▸ DATASET EXTRACT
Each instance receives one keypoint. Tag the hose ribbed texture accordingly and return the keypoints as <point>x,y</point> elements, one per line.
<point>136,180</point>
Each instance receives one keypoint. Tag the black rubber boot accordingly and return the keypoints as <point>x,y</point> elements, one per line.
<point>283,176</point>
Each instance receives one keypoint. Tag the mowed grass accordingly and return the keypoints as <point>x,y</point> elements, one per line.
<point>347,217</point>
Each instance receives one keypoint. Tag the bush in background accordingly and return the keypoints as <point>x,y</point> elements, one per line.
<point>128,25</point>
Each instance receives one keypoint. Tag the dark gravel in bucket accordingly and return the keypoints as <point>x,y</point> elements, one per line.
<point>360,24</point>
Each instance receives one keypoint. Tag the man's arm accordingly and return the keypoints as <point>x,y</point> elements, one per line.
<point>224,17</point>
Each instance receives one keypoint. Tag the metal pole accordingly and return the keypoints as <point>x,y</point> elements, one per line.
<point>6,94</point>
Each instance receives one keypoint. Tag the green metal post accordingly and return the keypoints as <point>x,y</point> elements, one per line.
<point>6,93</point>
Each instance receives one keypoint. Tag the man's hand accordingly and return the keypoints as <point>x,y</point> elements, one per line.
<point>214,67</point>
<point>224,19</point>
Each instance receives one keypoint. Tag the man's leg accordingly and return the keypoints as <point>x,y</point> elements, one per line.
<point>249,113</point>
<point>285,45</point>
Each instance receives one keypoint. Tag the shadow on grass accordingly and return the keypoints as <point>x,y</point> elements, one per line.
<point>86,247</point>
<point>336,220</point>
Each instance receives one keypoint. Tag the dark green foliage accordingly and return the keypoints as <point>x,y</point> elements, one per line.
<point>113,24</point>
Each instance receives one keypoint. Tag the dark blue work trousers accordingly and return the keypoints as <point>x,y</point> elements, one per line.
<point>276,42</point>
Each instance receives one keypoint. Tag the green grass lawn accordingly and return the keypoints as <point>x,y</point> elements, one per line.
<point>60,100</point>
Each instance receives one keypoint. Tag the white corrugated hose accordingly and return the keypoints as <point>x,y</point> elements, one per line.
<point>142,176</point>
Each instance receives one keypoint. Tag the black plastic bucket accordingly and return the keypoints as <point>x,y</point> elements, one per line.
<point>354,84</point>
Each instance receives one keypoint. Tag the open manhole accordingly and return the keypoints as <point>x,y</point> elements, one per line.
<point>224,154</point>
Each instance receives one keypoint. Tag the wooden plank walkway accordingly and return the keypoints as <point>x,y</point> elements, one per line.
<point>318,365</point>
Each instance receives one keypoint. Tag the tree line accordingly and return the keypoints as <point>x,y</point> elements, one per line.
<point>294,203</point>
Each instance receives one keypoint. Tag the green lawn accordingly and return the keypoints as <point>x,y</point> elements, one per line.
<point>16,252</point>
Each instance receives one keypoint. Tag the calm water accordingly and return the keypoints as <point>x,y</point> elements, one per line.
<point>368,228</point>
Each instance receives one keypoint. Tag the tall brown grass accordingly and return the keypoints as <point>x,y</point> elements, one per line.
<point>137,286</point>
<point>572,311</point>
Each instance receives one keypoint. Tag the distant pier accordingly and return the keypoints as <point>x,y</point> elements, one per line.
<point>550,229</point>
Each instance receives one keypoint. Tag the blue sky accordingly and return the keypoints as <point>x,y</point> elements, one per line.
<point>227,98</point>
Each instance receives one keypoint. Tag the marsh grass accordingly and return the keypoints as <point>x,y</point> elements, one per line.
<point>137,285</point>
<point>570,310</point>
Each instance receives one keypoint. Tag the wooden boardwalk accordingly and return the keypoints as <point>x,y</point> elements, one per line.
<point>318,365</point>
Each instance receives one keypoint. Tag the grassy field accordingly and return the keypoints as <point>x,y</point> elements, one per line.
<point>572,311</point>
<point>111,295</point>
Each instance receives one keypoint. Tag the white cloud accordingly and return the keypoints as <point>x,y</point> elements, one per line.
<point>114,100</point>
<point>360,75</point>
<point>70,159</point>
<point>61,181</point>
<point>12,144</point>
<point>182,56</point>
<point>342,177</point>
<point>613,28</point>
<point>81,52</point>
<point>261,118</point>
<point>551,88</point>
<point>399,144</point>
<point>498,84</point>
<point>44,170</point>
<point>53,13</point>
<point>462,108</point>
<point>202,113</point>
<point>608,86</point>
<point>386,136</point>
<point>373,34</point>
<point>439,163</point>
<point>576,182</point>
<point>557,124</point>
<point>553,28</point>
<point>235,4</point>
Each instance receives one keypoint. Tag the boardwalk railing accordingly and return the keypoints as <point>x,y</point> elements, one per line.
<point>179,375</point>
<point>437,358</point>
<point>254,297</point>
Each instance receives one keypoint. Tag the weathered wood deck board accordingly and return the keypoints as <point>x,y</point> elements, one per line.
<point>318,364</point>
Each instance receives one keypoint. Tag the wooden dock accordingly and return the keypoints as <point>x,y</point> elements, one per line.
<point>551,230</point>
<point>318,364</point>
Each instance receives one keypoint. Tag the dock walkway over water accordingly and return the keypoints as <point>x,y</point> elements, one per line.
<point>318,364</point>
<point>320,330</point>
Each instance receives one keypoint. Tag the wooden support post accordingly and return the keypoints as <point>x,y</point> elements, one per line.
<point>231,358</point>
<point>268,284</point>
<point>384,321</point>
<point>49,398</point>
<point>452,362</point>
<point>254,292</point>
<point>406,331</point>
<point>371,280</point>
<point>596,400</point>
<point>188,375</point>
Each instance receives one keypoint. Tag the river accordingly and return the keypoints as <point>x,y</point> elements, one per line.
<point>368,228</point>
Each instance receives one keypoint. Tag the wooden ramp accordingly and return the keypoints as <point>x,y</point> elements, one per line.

▸ PROBLEM DETAILS
Return all of the records above, word for word and line by line, without any change.

▸ COMPLETE ANSWER
Each instance receives one keypoint. Tag the hose ribbed texture accordingly and return the keypoints as <point>x,y</point> elements, one per line.
<point>136,180</point>
Each instance receives one keypoint. Tag the black rubber boot accordingly and return the keypoints as <point>x,y</point> elements, one per line.
<point>283,176</point>
Each instance receives one keypoint. Tag the mowed grass accordingly and return the keypoints as <point>x,y</point> elements, one per line.
<point>347,217</point>
Each instance receives one keypoint. Tag the bush in background accordingly and return the keypoints as <point>x,y</point> elements, one per line.
<point>128,25</point>
Each instance receives one keypoint. Tag the dark gravel in bucket accordingly and return the keypoints as <point>x,y</point> elements, one per line.
<point>360,24</point>
Each instance receives one keypoint. Tag the man's arm accordingly and return the keypoints as <point>x,y</point> elements, one per line.
<point>224,17</point>
Each instance receives one keypoint. Tag the metal pole accordingly and return the keypoints as <point>x,y</point> elements, one per line.
<point>6,94</point>
Each instance receives one keypoint. Tag the green metal post accordingly and return the keypoints as <point>x,y</point> elements, one per line.
<point>6,93</point>
Each instance receives one keypoint. Tag the man's hand accordingly and return the keypoints as <point>x,y</point> elements, one per line.
<point>214,67</point>
<point>224,19</point>
Each instance receives one keypoint. Tag the man's leg accordingly and return the keypoints as <point>x,y</point> elements, one per line.
<point>249,113</point>
<point>285,45</point>
Each instance receives one keypoint. Tag the shadow on grass accordingly and return the keypoints as <point>x,y</point> elements, one per line.
<point>86,247</point>
<point>336,220</point>
Each instance receives one keypoint. Tag the dark green foliage accordingly and return the keypoints as <point>x,y</point> elements, one per line.
<point>113,24</point>
Each instance receives one keypoint. Tag the dark blue work trousers accordingly and return the keypoints as <point>x,y</point> elements, one per line.
<point>276,42</point>
Each instance receives one keypoint. Tag the green grass lawn accordingly and return the keypoints as <point>x,y</point> elements, one per line.
<point>60,100</point>
Each instance receives one keypoint. Tag the white corrugated hose accordingly and return the keypoints as <point>x,y</point> elements, one per line.
<point>142,176</point>
Each instance receives one keypoint. Tag the black plastic bucket accordingly and return the keypoints as <point>x,y</point> elements, one per line.
<point>354,84</point>
Each instance receives one keypoint. Tag the open manhole accordingly and return the keypoints as <point>x,y</point> elements, one per line.
<point>224,154</point>
Each instance receives one keypoint. Tag the wooden plank walkway accordingly and return the keypoints as <point>x,y</point> elements, one per line.
<point>318,365</point>
Each instance receives one keypoint. Tag the tree line accordingly and return the keypoints as <point>x,y</point> elements, one per line.
<point>294,203</point>
Each instance receives one keypoint. Tag the green lawn accordingly and return the keypoints as <point>x,y</point> elements, one per line.
<point>16,252</point>
Each instance receives one keypoint. Tag the calm water accordingly and return the keypoints as <point>x,y</point> elements, one per line.
<point>368,228</point>
Each instance receives one keypoint. Tag the tall brown grass accordingly and return the keypoints as <point>x,y</point> elements, one per line.
<point>137,286</point>
<point>572,311</point>
Each instance receives one keypoint. Tag the distant pier accordingly and return the keypoints as <point>x,y</point> elements, one per line.
<point>550,229</point>
Each instance receives one keypoint. Tag the blue sky accordingly and return the keypoints as <point>x,y</point> elements, one per line.
<point>227,98</point>
Each instance receives one keypoint. Tag the marsh grass accordingly and return the keypoints as <point>x,y</point> elements, one per line.
<point>137,285</point>
<point>570,310</point>
Each instance receives one keypoint. Tag the wooden boardwalk accordingly and return the keypoints as <point>x,y</point> elements, one per line.
<point>318,365</point>
Each instance receives one keypoint. Tag the grassy field accordingly and return the keypoints as <point>x,y</point> elements, one per line.
<point>572,311</point>
<point>111,295</point>
Each instance receives one keypoint. Tag the white cloud accordingly and return the keypoints as <point>x,y</point> elements, one per line.
<point>114,100</point>
<point>360,75</point>
<point>70,159</point>
<point>61,181</point>
<point>12,144</point>
<point>182,56</point>
<point>342,177</point>
<point>613,28</point>
<point>81,52</point>
<point>261,118</point>
<point>551,88</point>
<point>399,144</point>
<point>498,84</point>
<point>44,170</point>
<point>53,13</point>
<point>462,108</point>
<point>202,113</point>
<point>608,86</point>
<point>386,136</point>
<point>373,34</point>
<point>439,163</point>
<point>576,182</point>
<point>557,124</point>
<point>553,28</point>
<point>235,4</point>
Each instance receives one keypoint. Tag the boardwalk railing accordingly and return the keypoints as <point>x,y</point> elements, one per line.
<point>179,375</point>
<point>437,358</point>
<point>254,297</point>
Each instance receives one keypoint. Tag the weathered wood deck board accordingly and return the keypoints as <point>x,y</point> elements, one per line.
<point>318,364</point>
Each instance receives one keypoint. Tag the wooden dock accordingly and return the keypoints as <point>x,y</point> elements, one per line.
<point>551,230</point>
<point>318,364</point>
Each instance receives one keypoint. Tag the dock walkway over water accordingly and return the keypoints as <point>x,y</point> elements, one per line.
<point>318,364</point>
<point>320,330</point>
Each instance receives one keypoint. Tag the wooden support post accordingly and return the keypoints as <point>x,y</point> elements, one per line.
<point>231,358</point>
<point>268,284</point>
<point>384,321</point>
<point>49,398</point>
<point>452,362</point>
<point>254,292</point>
<point>406,331</point>
<point>371,280</point>
<point>596,400</point>
<point>188,375</point>
Each instance receives one keypoint. Tag the river accordingly and return the keypoints as <point>x,y</point> elements, one per line.
<point>368,228</point>
Each instance receives one keypoint. Tag the wooden ramp accordingly and return the keypoints as <point>x,y</point> elements, one per line.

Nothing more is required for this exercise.